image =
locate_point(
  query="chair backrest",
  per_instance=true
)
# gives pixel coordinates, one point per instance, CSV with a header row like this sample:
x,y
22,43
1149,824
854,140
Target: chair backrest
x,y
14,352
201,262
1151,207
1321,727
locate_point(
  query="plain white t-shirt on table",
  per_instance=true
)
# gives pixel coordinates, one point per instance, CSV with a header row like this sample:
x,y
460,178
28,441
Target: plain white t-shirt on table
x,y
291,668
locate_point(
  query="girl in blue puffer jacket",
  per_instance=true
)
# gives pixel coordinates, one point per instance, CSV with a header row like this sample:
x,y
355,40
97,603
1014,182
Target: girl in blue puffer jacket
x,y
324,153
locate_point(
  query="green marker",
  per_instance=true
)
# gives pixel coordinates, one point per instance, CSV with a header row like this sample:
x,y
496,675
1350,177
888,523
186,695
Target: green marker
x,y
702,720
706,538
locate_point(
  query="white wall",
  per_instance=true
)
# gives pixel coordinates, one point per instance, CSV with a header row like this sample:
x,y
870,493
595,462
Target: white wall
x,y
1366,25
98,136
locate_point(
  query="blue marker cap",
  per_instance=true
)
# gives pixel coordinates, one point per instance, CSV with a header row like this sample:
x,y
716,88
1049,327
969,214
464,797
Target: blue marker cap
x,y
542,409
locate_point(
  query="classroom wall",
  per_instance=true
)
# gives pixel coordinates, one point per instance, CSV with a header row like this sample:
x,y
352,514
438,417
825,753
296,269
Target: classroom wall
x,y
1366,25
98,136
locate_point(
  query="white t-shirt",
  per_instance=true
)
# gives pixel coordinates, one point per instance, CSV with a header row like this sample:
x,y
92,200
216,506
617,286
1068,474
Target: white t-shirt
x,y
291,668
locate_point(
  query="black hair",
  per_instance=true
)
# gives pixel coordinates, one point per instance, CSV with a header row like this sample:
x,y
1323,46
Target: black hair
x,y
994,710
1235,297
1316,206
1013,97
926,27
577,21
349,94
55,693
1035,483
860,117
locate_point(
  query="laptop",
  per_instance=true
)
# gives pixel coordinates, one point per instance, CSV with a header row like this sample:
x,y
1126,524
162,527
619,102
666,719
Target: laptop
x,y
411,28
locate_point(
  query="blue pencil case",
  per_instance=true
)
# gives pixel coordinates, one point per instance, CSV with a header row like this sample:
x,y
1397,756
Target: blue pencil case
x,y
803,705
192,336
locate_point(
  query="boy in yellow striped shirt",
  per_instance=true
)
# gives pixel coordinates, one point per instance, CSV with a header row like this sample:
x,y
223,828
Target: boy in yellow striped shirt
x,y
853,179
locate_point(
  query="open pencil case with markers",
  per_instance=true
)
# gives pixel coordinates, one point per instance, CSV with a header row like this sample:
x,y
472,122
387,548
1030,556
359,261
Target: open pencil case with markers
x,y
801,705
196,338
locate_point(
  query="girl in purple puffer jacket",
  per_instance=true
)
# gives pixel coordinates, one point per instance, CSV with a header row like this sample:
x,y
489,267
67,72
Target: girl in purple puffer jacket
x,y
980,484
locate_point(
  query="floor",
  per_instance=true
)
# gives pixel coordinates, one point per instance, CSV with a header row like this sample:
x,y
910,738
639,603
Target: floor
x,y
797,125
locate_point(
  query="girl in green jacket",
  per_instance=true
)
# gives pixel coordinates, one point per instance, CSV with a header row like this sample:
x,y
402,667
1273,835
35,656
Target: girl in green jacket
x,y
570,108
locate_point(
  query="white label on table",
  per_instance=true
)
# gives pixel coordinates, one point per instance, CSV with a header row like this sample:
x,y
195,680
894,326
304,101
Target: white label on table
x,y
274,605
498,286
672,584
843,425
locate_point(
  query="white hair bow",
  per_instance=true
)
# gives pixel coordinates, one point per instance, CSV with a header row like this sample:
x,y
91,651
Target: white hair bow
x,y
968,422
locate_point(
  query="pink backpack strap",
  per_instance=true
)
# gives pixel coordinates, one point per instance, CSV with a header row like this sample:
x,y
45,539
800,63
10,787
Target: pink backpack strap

════════════════════

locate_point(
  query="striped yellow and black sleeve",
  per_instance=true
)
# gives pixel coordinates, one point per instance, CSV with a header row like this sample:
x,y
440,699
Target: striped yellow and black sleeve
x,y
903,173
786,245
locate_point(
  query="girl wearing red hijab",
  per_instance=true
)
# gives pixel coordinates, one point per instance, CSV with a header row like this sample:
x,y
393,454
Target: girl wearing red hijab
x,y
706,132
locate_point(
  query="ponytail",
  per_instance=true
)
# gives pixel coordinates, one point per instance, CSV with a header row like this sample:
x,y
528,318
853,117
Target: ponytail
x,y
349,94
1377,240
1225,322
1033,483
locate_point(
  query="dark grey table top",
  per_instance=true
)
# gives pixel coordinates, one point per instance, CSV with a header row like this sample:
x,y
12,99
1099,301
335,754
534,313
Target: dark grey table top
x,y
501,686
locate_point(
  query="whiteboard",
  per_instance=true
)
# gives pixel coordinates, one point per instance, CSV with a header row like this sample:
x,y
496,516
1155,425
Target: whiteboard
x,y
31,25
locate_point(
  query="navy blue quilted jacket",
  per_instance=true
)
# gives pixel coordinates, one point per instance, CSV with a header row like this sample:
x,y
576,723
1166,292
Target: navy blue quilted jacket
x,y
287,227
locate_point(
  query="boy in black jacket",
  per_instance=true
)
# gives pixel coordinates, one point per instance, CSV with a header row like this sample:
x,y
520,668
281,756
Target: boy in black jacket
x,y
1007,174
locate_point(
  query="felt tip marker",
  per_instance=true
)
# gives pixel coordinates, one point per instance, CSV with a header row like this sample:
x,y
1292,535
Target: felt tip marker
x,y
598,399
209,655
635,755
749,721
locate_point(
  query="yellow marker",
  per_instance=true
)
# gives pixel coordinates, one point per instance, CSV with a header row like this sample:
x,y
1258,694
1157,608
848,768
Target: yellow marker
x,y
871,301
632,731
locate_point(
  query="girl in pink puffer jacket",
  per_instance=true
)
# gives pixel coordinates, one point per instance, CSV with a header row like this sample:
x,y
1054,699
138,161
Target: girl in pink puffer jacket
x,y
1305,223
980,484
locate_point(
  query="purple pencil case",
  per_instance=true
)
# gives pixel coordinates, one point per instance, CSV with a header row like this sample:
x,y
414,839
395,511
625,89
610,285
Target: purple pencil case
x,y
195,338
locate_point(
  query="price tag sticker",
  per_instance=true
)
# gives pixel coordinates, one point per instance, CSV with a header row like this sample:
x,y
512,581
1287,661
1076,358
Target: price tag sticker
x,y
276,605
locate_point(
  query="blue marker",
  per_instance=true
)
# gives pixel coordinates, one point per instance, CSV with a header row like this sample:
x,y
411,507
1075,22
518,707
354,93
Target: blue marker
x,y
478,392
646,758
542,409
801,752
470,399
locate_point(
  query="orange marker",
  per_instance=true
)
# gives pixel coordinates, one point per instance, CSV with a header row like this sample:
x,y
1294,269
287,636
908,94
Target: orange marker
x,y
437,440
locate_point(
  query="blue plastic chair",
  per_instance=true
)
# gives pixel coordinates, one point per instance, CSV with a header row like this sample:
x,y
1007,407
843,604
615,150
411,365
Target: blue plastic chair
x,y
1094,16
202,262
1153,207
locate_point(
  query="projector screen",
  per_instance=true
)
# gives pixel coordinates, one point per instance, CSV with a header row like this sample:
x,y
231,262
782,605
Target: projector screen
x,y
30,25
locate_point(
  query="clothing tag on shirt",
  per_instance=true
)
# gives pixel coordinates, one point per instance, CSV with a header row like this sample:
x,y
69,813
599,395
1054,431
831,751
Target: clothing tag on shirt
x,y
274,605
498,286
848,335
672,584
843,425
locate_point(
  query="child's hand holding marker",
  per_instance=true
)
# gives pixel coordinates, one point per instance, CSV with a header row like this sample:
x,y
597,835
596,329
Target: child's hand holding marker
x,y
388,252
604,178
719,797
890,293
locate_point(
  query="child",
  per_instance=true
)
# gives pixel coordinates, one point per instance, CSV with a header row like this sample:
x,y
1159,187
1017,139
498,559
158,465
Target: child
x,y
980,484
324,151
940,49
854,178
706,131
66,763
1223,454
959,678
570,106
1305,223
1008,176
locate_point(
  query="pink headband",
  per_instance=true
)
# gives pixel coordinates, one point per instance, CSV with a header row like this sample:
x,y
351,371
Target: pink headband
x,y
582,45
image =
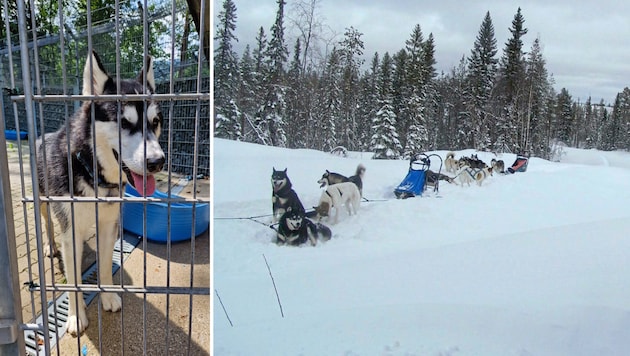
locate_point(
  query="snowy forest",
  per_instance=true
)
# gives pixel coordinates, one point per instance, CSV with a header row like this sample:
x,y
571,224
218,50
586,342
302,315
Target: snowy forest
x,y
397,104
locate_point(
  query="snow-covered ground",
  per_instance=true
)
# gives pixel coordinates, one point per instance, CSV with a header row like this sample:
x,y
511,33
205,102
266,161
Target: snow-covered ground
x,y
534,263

════════════════════

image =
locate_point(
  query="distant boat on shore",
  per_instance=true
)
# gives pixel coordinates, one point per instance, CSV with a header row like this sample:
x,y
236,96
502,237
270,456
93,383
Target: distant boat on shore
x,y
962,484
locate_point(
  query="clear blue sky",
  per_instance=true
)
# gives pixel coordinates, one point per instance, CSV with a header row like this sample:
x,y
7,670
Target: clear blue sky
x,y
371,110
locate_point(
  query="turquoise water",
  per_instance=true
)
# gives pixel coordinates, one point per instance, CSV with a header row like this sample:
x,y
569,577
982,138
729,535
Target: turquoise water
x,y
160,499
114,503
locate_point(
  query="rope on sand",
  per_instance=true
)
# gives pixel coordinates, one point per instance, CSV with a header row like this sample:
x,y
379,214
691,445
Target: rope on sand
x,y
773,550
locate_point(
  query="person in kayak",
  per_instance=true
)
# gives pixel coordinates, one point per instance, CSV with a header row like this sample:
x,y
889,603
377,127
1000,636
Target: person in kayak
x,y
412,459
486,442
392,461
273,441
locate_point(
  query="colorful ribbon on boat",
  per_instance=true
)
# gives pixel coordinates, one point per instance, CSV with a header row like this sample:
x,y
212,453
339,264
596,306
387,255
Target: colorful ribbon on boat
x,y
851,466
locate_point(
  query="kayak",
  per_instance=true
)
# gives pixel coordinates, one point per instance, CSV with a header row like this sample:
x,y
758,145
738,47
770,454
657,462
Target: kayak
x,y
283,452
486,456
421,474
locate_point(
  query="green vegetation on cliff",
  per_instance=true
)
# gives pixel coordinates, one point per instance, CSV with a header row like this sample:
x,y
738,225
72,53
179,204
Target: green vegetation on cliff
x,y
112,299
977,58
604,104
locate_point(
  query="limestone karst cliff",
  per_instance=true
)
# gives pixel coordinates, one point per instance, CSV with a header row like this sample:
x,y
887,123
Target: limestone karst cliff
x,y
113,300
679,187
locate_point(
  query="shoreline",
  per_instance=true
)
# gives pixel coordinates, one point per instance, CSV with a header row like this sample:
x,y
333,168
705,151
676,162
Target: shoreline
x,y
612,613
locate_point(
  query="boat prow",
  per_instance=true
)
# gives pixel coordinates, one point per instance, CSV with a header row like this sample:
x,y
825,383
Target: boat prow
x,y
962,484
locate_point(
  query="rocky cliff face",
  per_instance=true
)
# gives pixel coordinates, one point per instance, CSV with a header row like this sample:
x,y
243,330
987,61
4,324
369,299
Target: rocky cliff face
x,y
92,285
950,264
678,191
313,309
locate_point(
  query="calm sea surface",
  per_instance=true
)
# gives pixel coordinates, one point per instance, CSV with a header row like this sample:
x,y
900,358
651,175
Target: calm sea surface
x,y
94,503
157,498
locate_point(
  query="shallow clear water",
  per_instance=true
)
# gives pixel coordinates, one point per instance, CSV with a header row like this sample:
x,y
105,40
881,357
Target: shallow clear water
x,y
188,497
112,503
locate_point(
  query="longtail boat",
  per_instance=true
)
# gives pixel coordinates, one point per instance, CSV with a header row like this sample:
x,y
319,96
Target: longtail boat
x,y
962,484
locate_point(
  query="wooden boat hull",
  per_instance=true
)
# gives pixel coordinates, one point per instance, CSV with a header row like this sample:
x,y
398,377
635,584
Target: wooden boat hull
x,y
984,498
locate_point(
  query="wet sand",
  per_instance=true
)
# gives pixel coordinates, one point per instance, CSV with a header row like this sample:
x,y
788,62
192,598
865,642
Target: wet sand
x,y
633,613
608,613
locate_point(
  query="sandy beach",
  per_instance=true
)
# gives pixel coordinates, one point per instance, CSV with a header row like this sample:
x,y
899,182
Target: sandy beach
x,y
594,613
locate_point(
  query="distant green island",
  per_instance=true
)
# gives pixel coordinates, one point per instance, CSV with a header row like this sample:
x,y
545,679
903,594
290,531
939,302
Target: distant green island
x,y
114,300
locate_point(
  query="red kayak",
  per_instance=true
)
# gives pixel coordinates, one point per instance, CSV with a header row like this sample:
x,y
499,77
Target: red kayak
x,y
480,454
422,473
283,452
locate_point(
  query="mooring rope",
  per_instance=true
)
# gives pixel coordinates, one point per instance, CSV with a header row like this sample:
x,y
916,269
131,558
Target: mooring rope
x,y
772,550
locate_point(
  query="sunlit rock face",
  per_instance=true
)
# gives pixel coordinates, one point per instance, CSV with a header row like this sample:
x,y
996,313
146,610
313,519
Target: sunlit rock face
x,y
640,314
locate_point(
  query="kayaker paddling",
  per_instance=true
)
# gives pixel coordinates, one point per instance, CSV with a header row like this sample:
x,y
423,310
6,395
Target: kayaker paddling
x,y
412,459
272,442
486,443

════════════════════

REQUISITOS DE LA TAREA:
Cuenta cuántas líneas de los registros contienen la cadena "mooring" y responde solo con el número.

RESULTADO DE LA TAREA:
2